Data for this task:
______________________________

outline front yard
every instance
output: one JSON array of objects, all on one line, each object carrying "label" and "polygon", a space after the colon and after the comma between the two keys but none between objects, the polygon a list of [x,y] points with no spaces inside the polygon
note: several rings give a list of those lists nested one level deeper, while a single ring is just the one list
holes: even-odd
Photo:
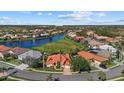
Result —
[{"label": "front yard", "polygon": [[63,40],[57,42],[52,42],[46,45],[33,47],[33,49],[38,51],[45,51],[49,54],[52,54],[58,53],[60,50],[64,53],[70,53],[76,50],[84,50],[85,47],[82,44],[75,42],[69,38],[64,38]]}]

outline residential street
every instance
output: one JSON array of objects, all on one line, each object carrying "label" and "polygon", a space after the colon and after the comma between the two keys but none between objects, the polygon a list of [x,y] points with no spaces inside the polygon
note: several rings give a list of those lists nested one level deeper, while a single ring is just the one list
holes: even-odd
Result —
[{"label": "residential street", "polygon": [[[0,67],[12,67],[10,65],[4,64],[0,62]],[[124,69],[124,64],[120,65],[114,69],[106,71],[107,79],[120,76],[121,71]],[[46,80],[48,74],[40,73],[40,72],[29,72],[29,71],[22,71],[17,69],[18,72],[15,74],[17,77],[26,78],[29,80]],[[53,77],[59,77],[61,81],[86,81],[86,80],[98,80],[97,73],[85,73],[85,74],[75,74],[75,75],[62,75],[62,74],[53,74]]]}]

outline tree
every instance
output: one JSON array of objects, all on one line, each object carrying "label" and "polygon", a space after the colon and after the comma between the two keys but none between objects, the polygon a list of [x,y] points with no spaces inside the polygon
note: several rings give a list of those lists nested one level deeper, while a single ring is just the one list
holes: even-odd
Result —
[{"label": "tree", "polygon": [[121,75],[124,77],[124,69],[121,71]]},{"label": "tree", "polygon": [[23,59],[22,62],[25,64],[28,64],[30,67],[33,67],[33,68],[42,67],[42,62],[40,61],[40,59],[34,59],[29,56]]},{"label": "tree", "polygon": [[106,74],[102,71],[99,71],[98,74],[97,74],[99,80],[101,81],[105,81],[106,80]]},{"label": "tree", "polygon": [[57,61],[57,66],[56,66],[57,69],[60,69],[61,68],[61,64],[60,64],[60,61]]},{"label": "tree", "polygon": [[53,80],[53,77],[52,77],[52,74],[49,74],[46,78],[47,81],[52,81]]},{"label": "tree", "polygon": [[90,72],[91,70],[89,62],[81,57],[72,58],[72,68],[73,71],[79,71],[79,73],[82,71]]}]

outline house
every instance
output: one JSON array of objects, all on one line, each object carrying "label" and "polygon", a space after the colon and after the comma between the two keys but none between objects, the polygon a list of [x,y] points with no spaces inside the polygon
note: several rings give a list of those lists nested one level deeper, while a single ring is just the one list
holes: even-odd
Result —
[{"label": "house", "polygon": [[111,53],[109,51],[106,51],[106,50],[90,50],[90,53],[105,57],[107,59],[111,58]]},{"label": "house", "polygon": [[10,49],[11,48],[9,48],[9,47],[6,47],[4,45],[0,45],[0,57],[4,58],[4,55],[9,53]]},{"label": "house", "polygon": [[111,37],[106,38],[105,41],[108,43],[114,43],[115,42],[114,38],[111,38]]},{"label": "house", "polygon": [[76,41],[81,41],[84,39],[84,37],[83,36],[74,36],[73,39]]},{"label": "house", "polygon": [[76,33],[75,33],[75,32],[69,32],[69,33],[68,33],[68,36],[71,37],[71,38],[73,38],[73,37],[76,36]]},{"label": "house", "polygon": [[91,49],[98,49],[100,45],[103,45],[103,43],[100,43],[94,39],[89,41],[89,48]]},{"label": "house", "polygon": [[34,51],[31,49],[27,49],[27,48],[20,48],[20,47],[15,47],[15,48],[11,49],[10,53],[15,54],[19,60],[23,60],[26,57],[38,59],[42,56],[42,54],[38,51]]},{"label": "house", "polygon": [[60,62],[61,67],[70,65],[69,54],[53,54],[47,58],[46,65],[47,67],[56,68],[57,62]]},{"label": "house", "polygon": [[1,77],[6,77],[8,74],[6,72],[0,72],[0,78]]},{"label": "house", "polygon": [[88,60],[88,61],[91,61],[91,62],[94,62],[95,64],[99,65],[101,64],[102,62],[105,62],[107,61],[108,59],[105,58],[105,57],[102,57],[102,56],[98,56],[96,54],[93,54],[93,53],[90,53],[90,52],[87,52],[87,51],[80,51],[78,52],[78,55],[80,57],[83,57],[84,59]]},{"label": "house", "polygon": [[97,35],[97,34],[94,34],[94,36],[93,36],[95,39],[97,39],[97,40],[102,40],[102,41],[104,41],[106,38],[108,38],[108,37],[106,37],[106,36],[99,36],[99,35]]},{"label": "house", "polygon": [[93,36],[93,35],[95,34],[95,32],[94,32],[94,31],[88,31],[86,34],[87,34],[88,36]]},{"label": "house", "polygon": [[99,49],[107,50],[112,53],[116,53],[116,51],[117,51],[117,49],[115,49],[113,46],[110,46],[110,45],[101,45],[101,46],[99,46]]}]

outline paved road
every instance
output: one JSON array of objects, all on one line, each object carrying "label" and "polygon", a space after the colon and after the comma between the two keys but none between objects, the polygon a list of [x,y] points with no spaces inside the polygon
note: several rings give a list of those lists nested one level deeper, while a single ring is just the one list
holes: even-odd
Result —
[{"label": "paved road", "polygon": [[[7,64],[0,63],[1,67],[11,67]],[[124,69],[124,64],[121,66],[118,66],[114,69],[110,69],[109,71],[106,71],[106,77],[107,79],[120,76],[121,71]],[[29,71],[22,71],[17,69],[18,72],[15,74],[17,77],[27,78],[30,80],[46,80],[48,74],[45,73],[39,73],[39,72],[29,72]],[[98,80],[97,73],[84,73],[84,74],[75,74],[75,75],[62,75],[62,74],[53,74],[53,77],[59,77],[62,81],[86,81],[86,80]]]},{"label": "paved road", "polygon": [[[10,65],[0,63],[1,67],[11,67]],[[30,80],[46,80],[48,74],[45,73],[39,73],[39,72],[29,72],[29,71],[22,71],[19,69],[18,72],[15,74],[17,77],[21,78],[27,78]],[[90,75],[88,74],[79,74],[79,75],[62,75],[62,74],[53,74],[54,77],[59,77],[60,80],[63,81],[86,81],[87,79],[95,78],[95,80],[98,80],[97,74],[96,73],[91,73]],[[88,78],[87,78],[88,77]]]}]

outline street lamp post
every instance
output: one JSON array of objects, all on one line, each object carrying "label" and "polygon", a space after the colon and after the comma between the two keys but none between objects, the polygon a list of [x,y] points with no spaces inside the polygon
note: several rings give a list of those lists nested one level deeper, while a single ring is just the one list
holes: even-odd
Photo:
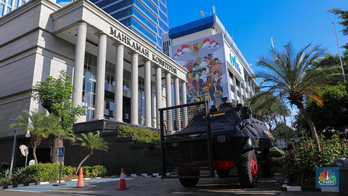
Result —
[{"label": "street lamp post", "polygon": [[[20,120],[19,120],[17,118],[11,118],[10,119],[10,121],[16,121],[16,125],[18,124],[18,122]],[[11,174],[12,173],[12,167],[13,167],[13,159],[14,157],[15,157],[15,147],[16,146],[16,139],[17,137],[17,127],[16,126],[15,127],[15,137],[13,138],[13,146],[12,146],[12,156],[11,157],[11,166],[10,166],[10,175],[11,176]]]}]

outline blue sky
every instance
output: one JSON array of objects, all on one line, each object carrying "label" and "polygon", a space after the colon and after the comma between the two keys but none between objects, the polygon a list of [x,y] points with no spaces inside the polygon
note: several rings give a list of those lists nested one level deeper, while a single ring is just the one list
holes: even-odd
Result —
[{"label": "blue sky", "polygon": [[[348,9],[347,0],[167,0],[169,28],[201,18],[201,11],[207,13],[206,16],[212,14],[213,5],[254,69],[257,69],[254,65],[258,58],[268,55],[271,36],[276,49],[291,40],[297,50],[312,42],[322,43],[328,52],[337,54],[334,22],[340,46],[348,42],[348,36],[339,31],[343,27],[337,23],[337,16],[326,12],[333,8]],[[342,53],[343,49],[340,50]]]},{"label": "blue sky", "polygon": [[[335,28],[340,47],[348,42],[348,36],[340,32],[343,27],[337,16],[326,12],[333,8],[348,9],[347,0],[231,0],[197,1],[167,0],[169,28],[201,18],[200,11],[213,13],[216,7],[218,17],[232,36],[248,63],[257,71],[256,61],[261,55],[268,55],[271,48],[270,37],[276,49],[289,41],[297,50],[312,42],[328,47],[328,52],[338,53],[332,27]],[[233,32],[233,33],[232,33]],[[344,50],[340,48],[340,52]],[[258,79],[257,82],[259,82]],[[290,104],[287,104],[290,108]],[[291,126],[298,112],[292,108],[292,117],[287,117]]]}]

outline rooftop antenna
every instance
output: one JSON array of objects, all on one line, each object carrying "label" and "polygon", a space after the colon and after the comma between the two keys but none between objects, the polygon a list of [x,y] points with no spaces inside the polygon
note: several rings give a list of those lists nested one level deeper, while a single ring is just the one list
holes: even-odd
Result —
[{"label": "rooftop antenna", "polygon": [[273,38],[271,36],[271,43],[272,44],[272,50],[275,50],[275,46],[273,45]]},{"label": "rooftop antenna", "polygon": [[336,35],[336,30],[335,29],[335,23],[332,22],[332,26],[333,27],[333,31],[335,32],[335,38],[336,38],[336,43],[337,44],[337,50],[338,50],[338,56],[340,57],[340,61],[341,62],[341,67],[342,68],[342,74],[343,74],[343,79],[346,81],[346,76],[345,76],[345,70],[343,69],[343,64],[342,63],[342,59],[341,58],[341,53],[340,53],[340,47],[338,46],[338,41],[337,41],[337,36]]},{"label": "rooftop antenna", "polygon": [[211,15],[211,14],[208,14],[207,13],[204,12],[202,11],[201,11],[200,12],[201,13],[201,16],[202,16],[202,18],[204,18],[204,14],[207,14],[209,16]]}]

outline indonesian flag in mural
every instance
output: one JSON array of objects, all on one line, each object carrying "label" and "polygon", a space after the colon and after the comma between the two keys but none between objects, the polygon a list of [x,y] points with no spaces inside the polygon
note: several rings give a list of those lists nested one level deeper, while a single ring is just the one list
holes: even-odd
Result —
[{"label": "indonesian flag in mural", "polygon": [[210,49],[214,47],[219,47],[220,45],[220,44],[216,42],[215,39],[210,41],[210,39],[209,38],[206,38],[198,43],[197,41],[195,41],[193,44],[190,43],[183,44],[181,46],[181,49],[177,50],[177,53],[174,55],[174,58],[183,55],[185,52],[188,51],[191,52],[191,55],[194,56],[197,56],[201,52],[201,49],[203,48],[208,47]]}]

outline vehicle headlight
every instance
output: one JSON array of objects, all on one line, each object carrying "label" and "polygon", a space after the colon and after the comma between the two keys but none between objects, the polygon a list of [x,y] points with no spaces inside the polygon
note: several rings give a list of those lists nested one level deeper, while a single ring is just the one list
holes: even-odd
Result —
[{"label": "vehicle headlight", "polygon": [[226,141],[226,137],[225,135],[218,136],[218,141],[219,142],[223,142]]}]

______________________________

Aim: Rewrite the lines from the one containing "outline vehicle headlight" through the end of the lines as a two-column CSV with the columns instruction and output, one row pairing each instruction with its output. Put each in a single quoted field and turn line breaks into spaces.

Task solution:
instruction,output
"outline vehicle headlight every instance output: one JSON array of objects, all on one line, each object carrying ""label"" and ""polygon"", a space after the colon and after the comma between the two keys but none between objects, the polygon a list of [x,y] points with no spaces inside the polygon note: several rings give a list of those lists nested one level deeper, while a single ring is just the one list holes: even-odd Result —","[{""label"": ""vehicle headlight"", ""polygon"": [[226,141],[226,137],[225,135],[218,136],[218,141],[219,142],[223,142]]}]"